[Collected data entries]
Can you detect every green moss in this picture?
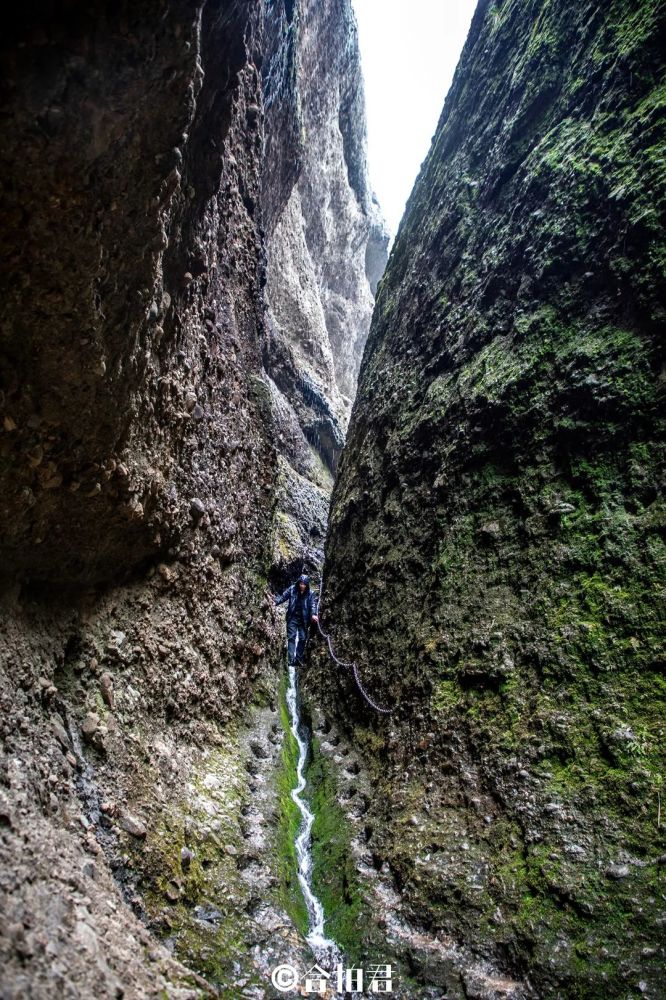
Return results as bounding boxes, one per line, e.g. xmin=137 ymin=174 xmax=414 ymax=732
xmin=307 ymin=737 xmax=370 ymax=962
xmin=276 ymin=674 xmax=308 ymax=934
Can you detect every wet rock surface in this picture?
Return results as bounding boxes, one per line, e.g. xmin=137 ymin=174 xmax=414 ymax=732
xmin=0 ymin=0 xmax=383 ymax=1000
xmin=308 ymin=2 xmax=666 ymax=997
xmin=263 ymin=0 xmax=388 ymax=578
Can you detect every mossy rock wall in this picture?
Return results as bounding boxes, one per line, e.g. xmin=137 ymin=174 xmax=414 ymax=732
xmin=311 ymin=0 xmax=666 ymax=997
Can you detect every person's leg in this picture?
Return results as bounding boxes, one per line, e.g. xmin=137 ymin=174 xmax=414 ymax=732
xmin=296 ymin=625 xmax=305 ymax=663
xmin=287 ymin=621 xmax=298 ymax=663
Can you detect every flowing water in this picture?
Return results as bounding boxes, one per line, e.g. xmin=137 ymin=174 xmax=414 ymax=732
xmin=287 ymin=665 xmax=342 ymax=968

--

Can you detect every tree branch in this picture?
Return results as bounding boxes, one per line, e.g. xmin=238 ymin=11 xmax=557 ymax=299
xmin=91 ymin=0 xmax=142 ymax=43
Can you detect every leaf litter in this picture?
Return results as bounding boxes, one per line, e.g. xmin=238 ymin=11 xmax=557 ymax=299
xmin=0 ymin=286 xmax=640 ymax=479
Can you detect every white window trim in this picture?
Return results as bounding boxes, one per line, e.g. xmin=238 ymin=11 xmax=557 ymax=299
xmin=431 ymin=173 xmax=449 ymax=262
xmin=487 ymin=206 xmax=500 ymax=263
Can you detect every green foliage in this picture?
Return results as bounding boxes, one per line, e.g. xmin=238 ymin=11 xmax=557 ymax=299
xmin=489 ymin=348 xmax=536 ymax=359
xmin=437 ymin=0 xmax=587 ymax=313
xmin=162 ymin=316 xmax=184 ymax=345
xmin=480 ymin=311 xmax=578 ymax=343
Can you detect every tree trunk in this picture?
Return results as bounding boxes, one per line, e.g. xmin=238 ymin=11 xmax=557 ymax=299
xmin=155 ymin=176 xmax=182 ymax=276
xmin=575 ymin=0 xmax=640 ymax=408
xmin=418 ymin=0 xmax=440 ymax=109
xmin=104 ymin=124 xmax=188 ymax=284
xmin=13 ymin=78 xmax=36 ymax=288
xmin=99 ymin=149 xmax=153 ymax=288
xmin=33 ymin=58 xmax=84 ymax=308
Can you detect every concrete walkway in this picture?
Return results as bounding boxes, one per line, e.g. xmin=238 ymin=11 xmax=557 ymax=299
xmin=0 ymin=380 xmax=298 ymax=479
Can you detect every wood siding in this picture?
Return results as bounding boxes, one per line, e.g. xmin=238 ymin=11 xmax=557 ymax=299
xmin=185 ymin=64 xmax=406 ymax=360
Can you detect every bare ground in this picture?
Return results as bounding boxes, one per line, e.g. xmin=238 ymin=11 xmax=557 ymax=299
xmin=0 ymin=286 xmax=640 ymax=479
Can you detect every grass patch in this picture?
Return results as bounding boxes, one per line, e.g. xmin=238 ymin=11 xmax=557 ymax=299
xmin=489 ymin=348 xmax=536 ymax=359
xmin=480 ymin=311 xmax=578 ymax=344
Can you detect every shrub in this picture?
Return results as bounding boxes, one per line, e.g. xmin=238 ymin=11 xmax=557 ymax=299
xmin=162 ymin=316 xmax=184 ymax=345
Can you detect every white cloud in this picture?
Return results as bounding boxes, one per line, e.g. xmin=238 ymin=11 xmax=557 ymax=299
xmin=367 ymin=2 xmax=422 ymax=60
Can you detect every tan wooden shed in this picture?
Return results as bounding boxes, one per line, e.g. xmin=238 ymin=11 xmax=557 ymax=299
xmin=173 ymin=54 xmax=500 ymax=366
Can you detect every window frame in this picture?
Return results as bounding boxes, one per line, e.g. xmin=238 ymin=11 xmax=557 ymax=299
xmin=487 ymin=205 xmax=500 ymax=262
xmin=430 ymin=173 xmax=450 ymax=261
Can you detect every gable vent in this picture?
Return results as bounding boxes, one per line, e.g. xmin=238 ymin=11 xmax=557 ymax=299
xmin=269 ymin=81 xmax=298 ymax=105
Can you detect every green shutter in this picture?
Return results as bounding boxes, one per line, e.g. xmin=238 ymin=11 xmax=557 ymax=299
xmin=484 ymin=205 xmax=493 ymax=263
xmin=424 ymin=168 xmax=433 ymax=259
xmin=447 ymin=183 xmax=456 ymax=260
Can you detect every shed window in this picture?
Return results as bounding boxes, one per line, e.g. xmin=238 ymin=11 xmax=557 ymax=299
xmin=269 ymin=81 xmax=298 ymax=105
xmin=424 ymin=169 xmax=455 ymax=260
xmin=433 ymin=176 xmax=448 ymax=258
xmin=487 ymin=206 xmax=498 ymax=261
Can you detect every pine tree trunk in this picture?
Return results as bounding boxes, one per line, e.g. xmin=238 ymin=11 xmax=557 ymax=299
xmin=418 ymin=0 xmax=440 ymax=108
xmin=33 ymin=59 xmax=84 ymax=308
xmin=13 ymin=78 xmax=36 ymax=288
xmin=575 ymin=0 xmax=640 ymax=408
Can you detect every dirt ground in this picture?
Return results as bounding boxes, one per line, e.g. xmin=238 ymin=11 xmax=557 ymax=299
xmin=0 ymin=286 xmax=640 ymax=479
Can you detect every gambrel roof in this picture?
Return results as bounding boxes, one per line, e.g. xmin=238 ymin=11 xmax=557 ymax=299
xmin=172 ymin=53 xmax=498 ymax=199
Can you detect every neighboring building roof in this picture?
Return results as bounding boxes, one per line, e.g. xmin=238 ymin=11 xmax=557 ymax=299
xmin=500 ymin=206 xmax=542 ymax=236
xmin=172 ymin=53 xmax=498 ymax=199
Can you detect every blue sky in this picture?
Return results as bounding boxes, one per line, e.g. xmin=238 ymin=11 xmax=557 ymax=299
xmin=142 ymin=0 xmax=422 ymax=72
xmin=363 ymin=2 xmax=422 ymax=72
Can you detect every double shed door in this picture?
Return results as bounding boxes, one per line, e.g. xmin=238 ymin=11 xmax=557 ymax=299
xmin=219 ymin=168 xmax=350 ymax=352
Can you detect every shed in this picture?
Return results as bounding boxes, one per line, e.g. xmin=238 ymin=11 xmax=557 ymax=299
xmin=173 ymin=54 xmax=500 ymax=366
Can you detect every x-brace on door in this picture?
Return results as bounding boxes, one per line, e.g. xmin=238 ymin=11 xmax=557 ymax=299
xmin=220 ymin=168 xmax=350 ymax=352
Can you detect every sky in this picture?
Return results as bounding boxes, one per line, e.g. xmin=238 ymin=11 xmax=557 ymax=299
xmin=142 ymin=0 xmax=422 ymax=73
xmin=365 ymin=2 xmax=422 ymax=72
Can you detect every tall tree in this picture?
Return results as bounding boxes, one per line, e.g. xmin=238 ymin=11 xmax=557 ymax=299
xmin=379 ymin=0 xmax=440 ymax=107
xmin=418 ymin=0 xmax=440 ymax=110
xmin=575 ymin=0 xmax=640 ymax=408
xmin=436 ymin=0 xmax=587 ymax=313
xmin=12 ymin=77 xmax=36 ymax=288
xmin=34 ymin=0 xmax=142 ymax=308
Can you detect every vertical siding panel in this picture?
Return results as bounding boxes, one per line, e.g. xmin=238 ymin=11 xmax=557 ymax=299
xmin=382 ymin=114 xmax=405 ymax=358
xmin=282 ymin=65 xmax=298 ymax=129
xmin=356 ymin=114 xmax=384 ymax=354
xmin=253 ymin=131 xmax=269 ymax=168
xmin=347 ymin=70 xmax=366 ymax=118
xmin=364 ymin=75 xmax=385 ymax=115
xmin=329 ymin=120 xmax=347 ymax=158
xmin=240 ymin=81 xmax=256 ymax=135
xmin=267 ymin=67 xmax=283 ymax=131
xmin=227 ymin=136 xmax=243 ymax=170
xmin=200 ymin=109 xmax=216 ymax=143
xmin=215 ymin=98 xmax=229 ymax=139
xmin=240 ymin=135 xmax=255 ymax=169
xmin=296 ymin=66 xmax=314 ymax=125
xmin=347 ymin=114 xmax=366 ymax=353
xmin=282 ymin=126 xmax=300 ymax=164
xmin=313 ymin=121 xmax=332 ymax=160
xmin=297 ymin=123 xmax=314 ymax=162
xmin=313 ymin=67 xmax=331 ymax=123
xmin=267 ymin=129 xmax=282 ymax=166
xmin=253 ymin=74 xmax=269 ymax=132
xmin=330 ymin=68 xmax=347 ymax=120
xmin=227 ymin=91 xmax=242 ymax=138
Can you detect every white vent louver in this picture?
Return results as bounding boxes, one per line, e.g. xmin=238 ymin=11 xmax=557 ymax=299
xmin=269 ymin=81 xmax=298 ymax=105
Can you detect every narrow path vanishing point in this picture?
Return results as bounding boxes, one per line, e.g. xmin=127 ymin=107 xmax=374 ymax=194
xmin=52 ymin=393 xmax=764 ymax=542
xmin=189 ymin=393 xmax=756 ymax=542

== WHAT THE TASK ASKS ==
Rewrite the lines from the one containing "Can you detect every person's" through the one containing "xmin=287 ymin=665 xmax=342 ymax=968", both included, with "flowing water" swapped for "running water" and everything else left the same.

== TASK RESULT ==
Can you detect every person's leg in this picture?
Return results as bounding boxes, one per line, e.g. xmin=137 ymin=174 xmax=414 ymax=732
xmin=296 ymin=625 xmax=305 ymax=663
xmin=287 ymin=621 xmax=298 ymax=663
Can you detect every running water in this picture?
Return results as bounding boxes, one per line, e.g. xmin=137 ymin=174 xmax=414 ymax=732
xmin=287 ymin=665 xmax=342 ymax=968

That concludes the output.